§ The task
Format the rows below as a JSON list of strings, with one string for each line and blank lines omitted.

=== Data provided ===

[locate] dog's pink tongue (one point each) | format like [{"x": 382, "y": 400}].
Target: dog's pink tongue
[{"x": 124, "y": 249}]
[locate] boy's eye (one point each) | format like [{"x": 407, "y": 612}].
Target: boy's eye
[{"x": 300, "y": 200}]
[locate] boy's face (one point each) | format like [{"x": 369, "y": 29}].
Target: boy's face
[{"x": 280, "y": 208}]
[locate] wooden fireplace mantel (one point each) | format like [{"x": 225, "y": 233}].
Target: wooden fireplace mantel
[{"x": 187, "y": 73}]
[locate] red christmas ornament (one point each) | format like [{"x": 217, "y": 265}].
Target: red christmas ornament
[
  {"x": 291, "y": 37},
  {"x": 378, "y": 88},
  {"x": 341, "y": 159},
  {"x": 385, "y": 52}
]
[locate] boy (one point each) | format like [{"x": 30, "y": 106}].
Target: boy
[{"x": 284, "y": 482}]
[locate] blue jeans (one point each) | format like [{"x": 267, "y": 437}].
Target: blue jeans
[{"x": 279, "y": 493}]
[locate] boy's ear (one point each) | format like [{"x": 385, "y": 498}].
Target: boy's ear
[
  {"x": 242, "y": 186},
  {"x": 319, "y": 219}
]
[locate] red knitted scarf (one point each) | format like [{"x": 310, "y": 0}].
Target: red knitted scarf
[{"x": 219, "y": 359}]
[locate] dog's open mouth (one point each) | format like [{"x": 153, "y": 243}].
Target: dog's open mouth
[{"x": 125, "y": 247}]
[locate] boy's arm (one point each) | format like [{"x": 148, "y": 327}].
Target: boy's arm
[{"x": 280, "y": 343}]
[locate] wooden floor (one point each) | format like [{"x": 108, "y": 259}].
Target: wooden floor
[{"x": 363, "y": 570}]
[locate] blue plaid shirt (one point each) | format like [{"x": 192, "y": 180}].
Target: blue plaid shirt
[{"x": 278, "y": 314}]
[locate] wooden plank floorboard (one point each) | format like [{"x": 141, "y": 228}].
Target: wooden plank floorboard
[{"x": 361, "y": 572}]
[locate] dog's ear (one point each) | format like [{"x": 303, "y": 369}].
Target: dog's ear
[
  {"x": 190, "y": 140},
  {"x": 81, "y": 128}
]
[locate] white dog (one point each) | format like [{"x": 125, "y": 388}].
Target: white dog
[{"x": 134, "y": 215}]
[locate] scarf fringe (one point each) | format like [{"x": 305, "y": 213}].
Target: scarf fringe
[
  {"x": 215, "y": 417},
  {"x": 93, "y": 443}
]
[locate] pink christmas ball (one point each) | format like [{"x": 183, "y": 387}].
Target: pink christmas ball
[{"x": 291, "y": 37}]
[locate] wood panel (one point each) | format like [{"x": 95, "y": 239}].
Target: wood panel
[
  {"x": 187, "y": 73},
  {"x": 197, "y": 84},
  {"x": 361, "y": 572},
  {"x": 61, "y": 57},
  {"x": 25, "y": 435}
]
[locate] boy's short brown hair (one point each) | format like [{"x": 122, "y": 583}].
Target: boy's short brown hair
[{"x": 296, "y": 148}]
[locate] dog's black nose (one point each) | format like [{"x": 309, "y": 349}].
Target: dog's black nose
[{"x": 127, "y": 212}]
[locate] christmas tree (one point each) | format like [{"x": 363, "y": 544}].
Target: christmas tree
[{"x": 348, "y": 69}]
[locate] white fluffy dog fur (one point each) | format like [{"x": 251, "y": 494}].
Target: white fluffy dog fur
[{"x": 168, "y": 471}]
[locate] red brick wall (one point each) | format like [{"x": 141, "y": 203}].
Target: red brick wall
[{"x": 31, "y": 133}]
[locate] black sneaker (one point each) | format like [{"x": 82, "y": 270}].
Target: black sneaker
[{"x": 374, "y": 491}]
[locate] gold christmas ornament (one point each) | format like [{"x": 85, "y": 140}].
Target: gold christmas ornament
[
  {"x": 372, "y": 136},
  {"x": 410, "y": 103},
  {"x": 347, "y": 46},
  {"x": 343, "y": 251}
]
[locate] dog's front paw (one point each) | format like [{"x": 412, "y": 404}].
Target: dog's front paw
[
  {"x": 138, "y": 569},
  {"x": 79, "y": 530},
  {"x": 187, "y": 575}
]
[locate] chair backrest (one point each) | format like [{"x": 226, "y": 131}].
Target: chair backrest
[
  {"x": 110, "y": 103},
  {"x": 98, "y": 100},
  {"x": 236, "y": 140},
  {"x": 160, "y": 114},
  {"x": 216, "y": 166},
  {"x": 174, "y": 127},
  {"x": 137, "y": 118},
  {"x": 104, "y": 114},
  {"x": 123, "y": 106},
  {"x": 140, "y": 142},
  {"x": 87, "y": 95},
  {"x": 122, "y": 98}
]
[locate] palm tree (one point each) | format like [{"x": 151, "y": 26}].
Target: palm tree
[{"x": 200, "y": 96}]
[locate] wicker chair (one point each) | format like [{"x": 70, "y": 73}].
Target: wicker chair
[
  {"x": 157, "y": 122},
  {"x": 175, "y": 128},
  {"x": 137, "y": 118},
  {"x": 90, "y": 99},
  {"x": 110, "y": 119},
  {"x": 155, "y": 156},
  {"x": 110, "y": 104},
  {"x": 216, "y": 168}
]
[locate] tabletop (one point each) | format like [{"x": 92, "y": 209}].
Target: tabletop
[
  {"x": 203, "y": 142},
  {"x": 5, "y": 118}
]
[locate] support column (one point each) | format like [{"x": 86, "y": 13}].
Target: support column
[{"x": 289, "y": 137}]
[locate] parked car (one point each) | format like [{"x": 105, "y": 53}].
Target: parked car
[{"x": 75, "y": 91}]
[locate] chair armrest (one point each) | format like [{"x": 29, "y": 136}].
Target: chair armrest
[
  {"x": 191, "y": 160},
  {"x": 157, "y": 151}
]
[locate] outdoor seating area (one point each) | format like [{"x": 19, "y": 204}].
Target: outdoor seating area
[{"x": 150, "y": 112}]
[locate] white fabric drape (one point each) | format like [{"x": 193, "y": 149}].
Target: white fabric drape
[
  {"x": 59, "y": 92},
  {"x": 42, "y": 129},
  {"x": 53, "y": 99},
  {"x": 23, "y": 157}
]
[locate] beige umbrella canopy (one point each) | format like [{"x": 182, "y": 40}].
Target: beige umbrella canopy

===

§ Solution to this exercise
[
  "[locate] dog's pink tongue (one point each) | format like [{\"x\": 382, \"y\": 400}].",
  "Target: dog's pink tongue",
  "[{\"x\": 124, \"y\": 249}]",
  "[locate] boy's eye (one point each) | format like [{\"x\": 407, \"y\": 612}].",
  "Target: boy's eye",
  "[{\"x\": 300, \"y\": 200}]",
  "[locate] boy's face (one point each) | format like [{\"x\": 369, \"y\": 29}].",
  "Target: boy's face",
  "[{\"x\": 280, \"y\": 208}]",
  "[locate] wooden fireplace mantel (one point each) | format like [{\"x\": 225, \"y\": 233}].",
  "Target: wooden fireplace mantel",
  "[{\"x\": 187, \"y\": 73}]",
  "[locate] red christmas ornament (one point each) | format like [{\"x\": 217, \"y\": 265}].",
  "Target: red christmas ornament",
  "[",
  "  {\"x\": 291, \"y\": 37},",
  "  {\"x\": 378, \"y\": 88},",
  "  {\"x\": 341, \"y\": 159},",
  "  {\"x\": 385, \"y\": 52}",
  "]",
  "[locate] boy (one point each) | format like [{\"x\": 30, \"y\": 106}].",
  "Target: boy",
  "[{\"x\": 284, \"y\": 482}]",
  "[locate] blue jeans (one point each) | format like [{\"x\": 267, \"y\": 437}].",
  "Target: blue jeans",
  "[{\"x\": 279, \"y\": 493}]",
  "[locate] boy's ear (one point each) | format like [{\"x\": 385, \"y\": 498}].",
  "Target: boy's ear",
  "[",
  "  {\"x\": 242, \"y\": 186},",
  "  {\"x\": 319, \"y\": 219}",
  "]",
  "[locate] red knitted scarf (one point each) | format like [{\"x\": 310, \"y\": 0}].",
  "Target: red knitted scarf",
  "[{\"x\": 219, \"y\": 359}]",
  "[locate] dog's open mouth (one point each) | format like [{\"x\": 153, \"y\": 243}].",
  "Target: dog's open mouth",
  "[{\"x\": 125, \"y\": 247}]",
  "[locate] boy's arm (one point each) | format like [{\"x\": 148, \"y\": 327}].",
  "Target: boy's arm",
  "[{\"x\": 280, \"y\": 343}]",
  "[locate] wooden floor (one point each) | format like [{\"x\": 108, \"y\": 259}].",
  "Target: wooden floor",
  "[{\"x\": 363, \"y\": 570}]",
  "[locate] blue plaid shirt (one point each) | format like [{\"x\": 192, \"y\": 180}].",
  "Target: blue plaid shirt",
  "[{\"x\": 278, \"y\": 314}]",
  "[locate] wooden plank floorboard (one point each) | format like [{\"x\": 141, \"y\": 228}].",
  "Target: wooden plank floorboard",
  "[{\"x\": 361, \"y\": 572}]",
  "[locate] dog's ear (one point each) | format like [{\"x\": 303, \"y\": 369}].",
  "Target: dog's ear",
  "[",
  "  {\"x\": 190, \"y\": 140},",
  "  {\"x\": 81, \"y\": 128}",
  "]",
  "[locate] white dog (one point each) | format like [{\"x\": 125, \"y\": 388}].",
  "Target: white dog",
  "[{\"x\": 134, \"y\": 215}]",
  "[locate] scarf fringe (one point each) | format like [{\"x\": 305, \"y\": 213}].",
  "Target: scarf fringe",
  "[",
  "  {\"x\": 215, \"y\": 417},",
  "  {\"x\": 93, \"y\": 443}",
  "]",
  "[locate] pink christmas ball (one point each) | format like [{\"x\": 183, \"y\": 387}].",
  "Target: pink christmas ball",
  "[{\"x\": 291, \"y\": 37}]",
  "[locate] wood panel (one point each) | format like [{\"x\": 95, \"y\": 239}].",
  "Target: wood panel",
  "[",
  "  {\"x\": 187, \"y\": 73},",
  "  {\"x\": 197, \"y\": 84},",
  "  {\"x\": 361, \"y\": 572},",
  "  {\"x\": 61, \"y\": 57},",
  "  {\"x\": 25, \"y\": 435}",
  "]",
  "[locate] boy's short brown hair (one point each) | format like [{\"x\": 122, \"y\": 583}].",
  "Target: boy's short brown hair",
  "[{\"x\": 296, \"y\": 148}]",
  "[locate] dog's black nose (one point each) | format like [{\"x\": 309, \"y\": 349}].",
  "Target: dog's black nose",
  "[{\"x\": 127, \"y\": 212}]",
  "[locate] christmas tree (one point each) | format like [{\"x\": 363, \"y\": 544}].",
  "Target: christmas tree",
  "[{\"x\": 348, \"y\": 69}]",
  "[locate] white fluffy dog fur (one point each) | format like [{\"x\": 251, \"y\": 494}].",
  "Target: white fluffy dog fur",
  "[{\"x\": 168, \"y\": 471}]",
  "[locate] red brick wall (one point each) | format like [{\"x\": 141, \"y\": 203}].",
  "Target: red brick wall",
  "[{\"x\": 31, \"y\": 133}]",
  "[locate] black sneaker (one point each) | format like [{\"x\": 82, \"y\": 270}].",
  "Target: black sneaker",
  "[{\"x\": 374, \"y\": 491}]",
  "[locate] gold christmas ornament (one point each) | format like [{\"x\": 85, \"y\": 140}].",
  "Target: gold christmas ornament",
  "[",
  "  {\"x\": 372, \"y\": 136},",
  "  {\"x\": 410, \"y\": 103},",
  "  {\"x\": 347, \"y\": 46},",
  "  {\"x\": 343, \"y\": 251}",
  "]",
  "[locate] dog's front paw (one point each) | format like [{\"x\": 412, \"y\": 404}].",
  "Target: dog's front paw",
  "[",
  "  {\"x\": 138, \"y\": 569},",
  "  {\"x\": 79, \"y\": 530},",
  "  {\"x\": 187, \"y\": 575}",
  "]",
  "[locate] chair backrest (one point each) | format like [{\"x\": 226, \"y\": 131}].",
  "Target: chair backrest",
  "[",
  "  {\"x\": 110, \"y\": 103},",
  "  {\"x\": 98, \"y\": 100},",
  "  {\"x\": 236, \"y\": 140},",
  "  {\"x\": 160, \"y\": 114},",
  "  {\"x\": 216, \"y\": 166},",
  "  {\"x\": 174, \"y\": 127},",
  "  {\"x\": 137, \"y\": 118},",
  "  {\"x\": 104, \"y\": 114},",
  "  {\"x\": 123, \"y\": 106},",
  "  {\"x\": 140, \"y\": 142},",
  "  {\"x\": 87, \"y\": 95},",
  "  {\"x\": 122, \"y\": 98}",
  "]",
  "[locate] palm tree (one point each) | format like [{\"x\": 151, \"y\": 26}].",
  "Target: palm tree",
  "[{\"x\": 200, \"y\": 96}]",
  "[locate] wicker chair (one point each) | format like [{\"x\": 70, \"y\": 73}].",
  "Target: wicker chair",
  "[",
  "  {\"x\": 157, \"y\": 122},",
  "  {\"x\": 175, \"y\": 128},",
  "  {\"x\": 137, \"y\": 118},",
  "  {\"x\": 90, \"y\": 99},",
  "  {\"x\": 110, \"y\": 119},",
  "  {\"x\": 155, \"y\": 156},",
  "  {\"x\": 110, \"y\": 104},",
  "  {\"x\": 216, \"y\": 168}",
  "]",
  "[locate] tabletop (one point each) | format like [{\"x\": 92, \"y\": 209}].",
  "Target: tabletop",
  "[",
  "  {\"x\": 203, \"y\": 142},",
  "  {\"x\": 5, \"y\": 118}",
  "]",
  "[locate] support column (one point each) | format like [{\"x\": 86, \"y\": 13}].",
  "Target: support column",
  "[{\"x\": 289, \"y\": 137}]",
  "[locate] parked car (one point each) | format like [{\"x\": 105, \"y\": 53}].",
  "Target: parked car",
  "[{\"x\": 75, \"y\": 91}]",
  "[locate] chair armrest (one point each) | format like [{\"x\": 29, \"y\": 136}].",
  "Target: chair armrest",
  "[",
  "  {\"x\": 191, \"y\": 160},",
  "  {\"x\": 157, \"y\": 151}",
  "]",
  "[locate] outdoor seating area (one point each) | format like [{\"x\": 19, \"y\": 204}].",
  "Target: outdoor seating area",
  "[{\"x\": 150, \"y\": 112}]",
  "[locate] white fabric drape (one point each) | format like [{\"x\": 193, \"y\": 149}].",
  "Target: white fabric drape",
  "[",
  "  {\"x\": 59, \"y\": 92},",
  "  {\"x\": 42, \"y\": 129},",
  "  {\"x\": 53, \"y\": 99},",
  "  {\"x\": 23, \"y\": 157}",
  "]",
  "[locate] beige umbrella canopy (one point each) | format like [{\"x\": 182, \"y\": 40}].",
  "Target: beige umbrella canopy"
]